Excerpted records:
>>>>>

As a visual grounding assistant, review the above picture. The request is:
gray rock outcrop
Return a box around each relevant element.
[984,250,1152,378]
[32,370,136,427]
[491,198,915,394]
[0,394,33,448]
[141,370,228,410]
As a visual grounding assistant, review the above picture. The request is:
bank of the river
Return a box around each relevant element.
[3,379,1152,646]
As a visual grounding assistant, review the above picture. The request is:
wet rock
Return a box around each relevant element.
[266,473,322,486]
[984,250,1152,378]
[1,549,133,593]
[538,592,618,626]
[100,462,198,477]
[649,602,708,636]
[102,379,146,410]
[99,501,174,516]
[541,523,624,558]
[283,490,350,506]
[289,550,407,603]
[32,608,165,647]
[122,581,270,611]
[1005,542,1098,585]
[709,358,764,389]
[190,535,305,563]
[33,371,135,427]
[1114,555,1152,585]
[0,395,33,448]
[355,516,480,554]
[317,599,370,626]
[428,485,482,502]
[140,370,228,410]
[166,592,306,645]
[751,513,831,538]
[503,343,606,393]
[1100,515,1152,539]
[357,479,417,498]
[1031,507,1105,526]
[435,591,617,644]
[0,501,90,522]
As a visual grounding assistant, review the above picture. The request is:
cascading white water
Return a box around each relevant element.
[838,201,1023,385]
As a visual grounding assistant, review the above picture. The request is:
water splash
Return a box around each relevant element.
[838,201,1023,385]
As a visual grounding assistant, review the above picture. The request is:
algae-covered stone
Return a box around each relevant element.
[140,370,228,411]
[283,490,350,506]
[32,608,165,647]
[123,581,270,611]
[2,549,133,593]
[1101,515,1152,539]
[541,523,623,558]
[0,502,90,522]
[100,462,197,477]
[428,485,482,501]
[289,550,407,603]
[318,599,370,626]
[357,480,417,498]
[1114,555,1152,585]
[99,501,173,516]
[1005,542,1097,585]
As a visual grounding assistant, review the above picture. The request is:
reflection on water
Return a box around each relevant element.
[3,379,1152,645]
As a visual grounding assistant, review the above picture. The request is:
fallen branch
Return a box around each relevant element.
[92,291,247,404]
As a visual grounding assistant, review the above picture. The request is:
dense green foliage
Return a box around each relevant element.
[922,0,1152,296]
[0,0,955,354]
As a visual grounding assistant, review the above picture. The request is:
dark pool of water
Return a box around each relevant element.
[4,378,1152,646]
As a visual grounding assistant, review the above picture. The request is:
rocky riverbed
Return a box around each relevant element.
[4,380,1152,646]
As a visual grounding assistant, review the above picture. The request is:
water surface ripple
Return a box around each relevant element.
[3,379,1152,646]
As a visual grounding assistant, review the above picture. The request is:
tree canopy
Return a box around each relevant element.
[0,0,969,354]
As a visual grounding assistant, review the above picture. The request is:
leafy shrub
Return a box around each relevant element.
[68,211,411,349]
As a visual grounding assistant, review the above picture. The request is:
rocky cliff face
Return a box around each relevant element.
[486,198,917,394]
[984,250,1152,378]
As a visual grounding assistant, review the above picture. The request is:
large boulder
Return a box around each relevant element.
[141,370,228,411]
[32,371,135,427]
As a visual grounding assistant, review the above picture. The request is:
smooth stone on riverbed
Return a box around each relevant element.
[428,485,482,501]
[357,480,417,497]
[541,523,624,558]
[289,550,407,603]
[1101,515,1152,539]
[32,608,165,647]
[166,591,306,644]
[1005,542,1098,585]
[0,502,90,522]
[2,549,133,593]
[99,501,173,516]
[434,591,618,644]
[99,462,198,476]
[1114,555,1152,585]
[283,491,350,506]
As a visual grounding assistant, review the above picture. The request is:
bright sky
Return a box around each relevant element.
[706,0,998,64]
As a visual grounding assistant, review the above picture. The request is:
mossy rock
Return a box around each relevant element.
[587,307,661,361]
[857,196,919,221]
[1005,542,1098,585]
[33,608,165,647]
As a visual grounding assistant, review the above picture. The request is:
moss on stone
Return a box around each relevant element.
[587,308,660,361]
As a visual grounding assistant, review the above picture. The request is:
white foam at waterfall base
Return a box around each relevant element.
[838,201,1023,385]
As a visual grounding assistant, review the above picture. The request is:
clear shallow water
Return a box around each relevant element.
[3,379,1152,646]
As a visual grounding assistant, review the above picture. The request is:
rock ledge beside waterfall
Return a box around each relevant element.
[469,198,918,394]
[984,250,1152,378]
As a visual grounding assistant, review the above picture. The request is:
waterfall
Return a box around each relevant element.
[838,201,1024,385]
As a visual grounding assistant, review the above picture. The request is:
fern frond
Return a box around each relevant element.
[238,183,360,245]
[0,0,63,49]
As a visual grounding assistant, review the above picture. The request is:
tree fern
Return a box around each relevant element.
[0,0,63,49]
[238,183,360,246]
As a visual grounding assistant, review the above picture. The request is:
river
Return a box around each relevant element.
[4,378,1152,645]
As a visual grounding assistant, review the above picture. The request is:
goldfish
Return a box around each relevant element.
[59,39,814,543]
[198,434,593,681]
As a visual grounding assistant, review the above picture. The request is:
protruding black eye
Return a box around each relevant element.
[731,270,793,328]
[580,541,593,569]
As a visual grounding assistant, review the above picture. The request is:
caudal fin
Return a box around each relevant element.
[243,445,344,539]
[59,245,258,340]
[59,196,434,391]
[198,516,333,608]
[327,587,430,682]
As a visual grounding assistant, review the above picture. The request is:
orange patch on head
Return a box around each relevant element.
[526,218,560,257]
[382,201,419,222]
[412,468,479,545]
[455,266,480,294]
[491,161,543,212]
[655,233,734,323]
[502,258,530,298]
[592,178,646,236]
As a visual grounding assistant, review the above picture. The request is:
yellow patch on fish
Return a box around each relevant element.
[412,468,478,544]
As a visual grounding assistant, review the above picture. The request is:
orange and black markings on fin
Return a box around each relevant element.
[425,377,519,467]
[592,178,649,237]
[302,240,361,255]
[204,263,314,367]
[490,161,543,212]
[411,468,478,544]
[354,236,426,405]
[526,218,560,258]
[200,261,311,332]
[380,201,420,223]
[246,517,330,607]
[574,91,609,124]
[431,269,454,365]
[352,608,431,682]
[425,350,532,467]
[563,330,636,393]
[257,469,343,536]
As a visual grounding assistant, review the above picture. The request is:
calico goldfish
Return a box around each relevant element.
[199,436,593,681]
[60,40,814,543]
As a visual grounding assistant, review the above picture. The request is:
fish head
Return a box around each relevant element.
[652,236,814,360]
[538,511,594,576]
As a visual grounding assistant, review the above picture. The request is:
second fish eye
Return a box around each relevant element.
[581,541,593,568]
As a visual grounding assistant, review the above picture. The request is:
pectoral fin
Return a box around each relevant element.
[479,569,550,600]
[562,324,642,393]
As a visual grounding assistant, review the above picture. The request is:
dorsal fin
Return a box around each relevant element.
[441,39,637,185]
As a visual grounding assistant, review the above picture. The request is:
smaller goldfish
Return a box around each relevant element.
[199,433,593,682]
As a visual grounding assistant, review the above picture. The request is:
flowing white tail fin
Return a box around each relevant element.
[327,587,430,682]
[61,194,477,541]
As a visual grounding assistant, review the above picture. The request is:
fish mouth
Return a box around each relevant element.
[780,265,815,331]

<<<<<

Task goal: Would you please give all of the records again exactly as they stand?

Answer:
As a visual grounding assistant, review the above picture. The request is:
gray rock outcrop
Return a box around each relevant element.
[984,250,1152,378]
[32,370,136,427]
[491,198,915,394]
[0,394,33,448]
[141,370,228,410]
As a visual grounding assistant, review the above picture. The request is:
bank of the river
Return a box around each relevant element.
[3,379,1152,646]
As a visual grounding assistant, review the above picture. The request is:
wet rock
Return a box around each relevant element.
[266,473,322,486]
[984,250,1152,378]
[1,549,133,593]
[538,592,618,626]
[100,462,198,477]
[649,602,708,636]
[102,379,146,410]
[99,501,174,516]
[541,523,624,558]
[283,490,350,506]
[289,550,407,603]
[32,608,165,647]
[122,581,270,611]
[1005,542,1098,585]
[709,358,764,389]
[190,535,305,563]
[33,371,135,427]
[1114,555,1152,585]
[0,395,33,448]
[355,516,480,554]
[317,599,370,626]
[428,485,482,502]
[140,370,228,410]
[166,592,306,645]
[751,513,831,538]
[503,343,606,393]
[1100,515,1152,539]
[357,479,417,498]
[1031,507,1105,526]
[435,591,617,644]
[0,501,90,522]
As a visual grounding assistant, review the above picture. The request is:
cascading white water
Return a box around each relevant element.
[838,201,1023,385]
As a visual grounding assistant, review the above picture. The request is:
water splash
Return a box around each relevant element.
[838,201,1023,385]
As a visual grounding assistant, review the above picture. The request is:
algae-covered stone
Return a box around each relevant element.
[140,370,228,411]
[283,490,350,506]
[32,608,165,647]
[123,581,270,611]
[2,549,133,593]
[1101,515,1152,539]
[541,523,623,558]
[0,502,90,522]
[100,462,197,477]
[428,485,482,501]
[289,550,407,603]
[318,599,370,626]
[357,480,417,498]
[1114,555,1152,585]
[99,501,173,516]
[1005,542,1097,585]
As a visual grounding assistant, review the above picture. The request is:
reflection on water
Return a box around each relevant element.
[3,379,1152,645]
As a visual grounding assistant, review the above picture. The request is:
fallen branch
Return a box around each relevant element.
[92,291,247,404]
As a visual grounding assistant, review the above picture. The request is:
dense green foliage
Return a box around each relevant element.
[922,0,1152,296]
[0,0,955,354]
As a visual grounding assistant, review the above picture. The request is:
dark pool of water
Return a box around each relevant element.
[4,378,1152,646]
As a visual grounding assistant, review the above picture. The request is:
rocky riverbed
Return a box around each relevant element.
[4,380,1152,646]
As a visual grounding assistant, review the above picture. The request is:
water surface ripple
Return a box around each relevant element.
[3,379,1152,646]
As a visual grounding assistant, review the above picture. The request is:
tree canopy
Return a box around each relevant element.
[0,0,969,354]
As a visual grounding assistant, review the above picture. The request is:
leafy shrub
Return a box around each relevant element.
[68,211,411,349]
As a visual grounding assistant, review the above picture. The request is:
rocky cliff face
Return a box around each relevant element.
[486,198,917,394]
[984,250,1152,378]
As a visual grounding assistant, review the above picture. The request is:
large boulder
Return a box around each relevant element.
[141,370,228,411]
[32,371,135,427]
As a visual grounding assistant, review the above picture. The request is:
smooth stone on riverbed
Return a box around each relevant element.
[428,485,482,501]
[357,480,417,497]
[541,523,624,558]
[289,550,407,603]
[1101,515,1152,539]
[32,608,165,647]
[166,591,306,644]
[1005,542,1098,585]
[0,502,90,522]
[2,549,133,593]
[99,501,173,516]
[434,591,618,644]
[99,462,198,476]
[1114,555,1152,585]
[283,491,350,506]
As a visual grounding assistant, review the above picture. The request is:
bright sky
Return a box around each relevant element.
[706,0,998,64]
As a visual grounding assistant, review the above picture. The request is:
mossy rock
Return a box around each relevant element.
[587,307,661,361]
[857,196,919,221]
[1005,542,1098,585]
[33,608,165,647]
As a visual grounding assistant, review the above picture. The request is:
moss on stone
Return a box around each relevant element.
[587,308,660,361]
As a visual grounding assistant, review the above picture. The request is:
white foam at waterfall base
Return a box around each relevant element.
[838,201,1023,385]
As a visual grounding assistant, review the above picture. The request is:
clear shallow water
Return a box around each relevant element.
[3,379,1152,646]
As a visual grounding assistant, review the above picture. The request is:
rock ledge beside waterfall
Return a box around each relevant element.
[469,198,918,394]
[984,250,1152,378]
As a visual grounding assistant, review the above picture. The request is:
waterfall
Return a box around each relevant element.
[838,201,1024,385]
As a visual grounding assistant, review the above picture. The request is:
fern frond
Return a box around each relevant element.
[238,183,360,245]
[0,0,63,49]
As a visual grounding assistant, review the above picture. The request is:
tree fern
Return a box around each relevant element.
[0,0,63,49]
[238,183,360,246]
As a visual grounding assistant, review the above picture. The request is:
river
Return a box around each relevant element.
[4,378,1152,645]
As a visual grounding assistant, review the above picture. The request is:
goldfish
Return a box around each relevant element.
[59,39,814,543]
[198,434,593,681]
As a visual grounding assistant, review the above picture. The request is:
protruding black eye
Return a box around each relevant element.
[731,270,793,328]
[580,541,593,569]
As a visual grounding assistant, review the above picture. The request is:
caudal fin
Return a box around each relevant element.
[243,445,344,539]
[59,245,258,340]
[59,196,434,391]
[198,516,333,608]
[327,587,430,682]
As a visual grounding assistant, review the above picture. The request is:
orange patch on head
Return a box around each relevant element.
[526,218,560,257]
[382,201,419,222]
[412,468,479,545]
[455,266,480,294]
[491,161,543,212]
[655,233,734,323]
[502,258,530,298]
[592,178,646,236]
As a visual grounding assistant, review the above picture. The request is:
yellow patch on fish
Return a box around each relevant element.
[412,468,478,544]
As a visual grounding assistant, review the above picture. The request is:
orange and black markings on fin
Return a box around each relevant element.
[425,377,519,467]
[592,178,649,237]
[302,240,361,255]
[204,263,314,367]
[490,161,543,212]
[411,468,478,544]
[354,236,426,405]
[526,218,560,258]
[200,261,311,332]
[380,201,420,223]
[246,517,330,607]
[574,91,609,124]
[431,269,454,365]
[352,608,431,682]
[425,350,532,467]
[563,330,636,393]
[257,469,343,536]
As a visual grounding assistant, review the above picture. The request is:
calico goldfish
Return a box around each relevant element.
[199,436,593,681]
[60,40,814,543]
As a visual grounding assistant, review the above picture. The request is:
fish head
Return a box around each relevant element.
[652,236,814,360]
[538,511,594,576]
As a visual grounding assistant, review the above picture. The request is:
second fish eye
Return a box around each relevant element.
[581,541,593,568]
As a visual grounding assistant, review the above picture. The request is:
pectoral fin
Return a box around each relevant element.
[479,569,550,600]
[562,324,642,393]
As a visual grounding assistant, review the above picture. The request is:
dorsal fin
Return a box around each relevant element.
[441,39,637,185]
As a visual grounding assistant, review the above picture. The request is:
smaller goldfish
Return a box around each relevant element.
[199,433,593,682]
As a visual grounding assistant, review the above picture. The request is:
flowing white tail fin
Return a box around each relevant element.
[327,587,430,682]
[61,194,477,541]
As a visual grounding assistant, review the above picture. The request is:
fish mouth
Return a box around each relevant element.
[780,265,815,331]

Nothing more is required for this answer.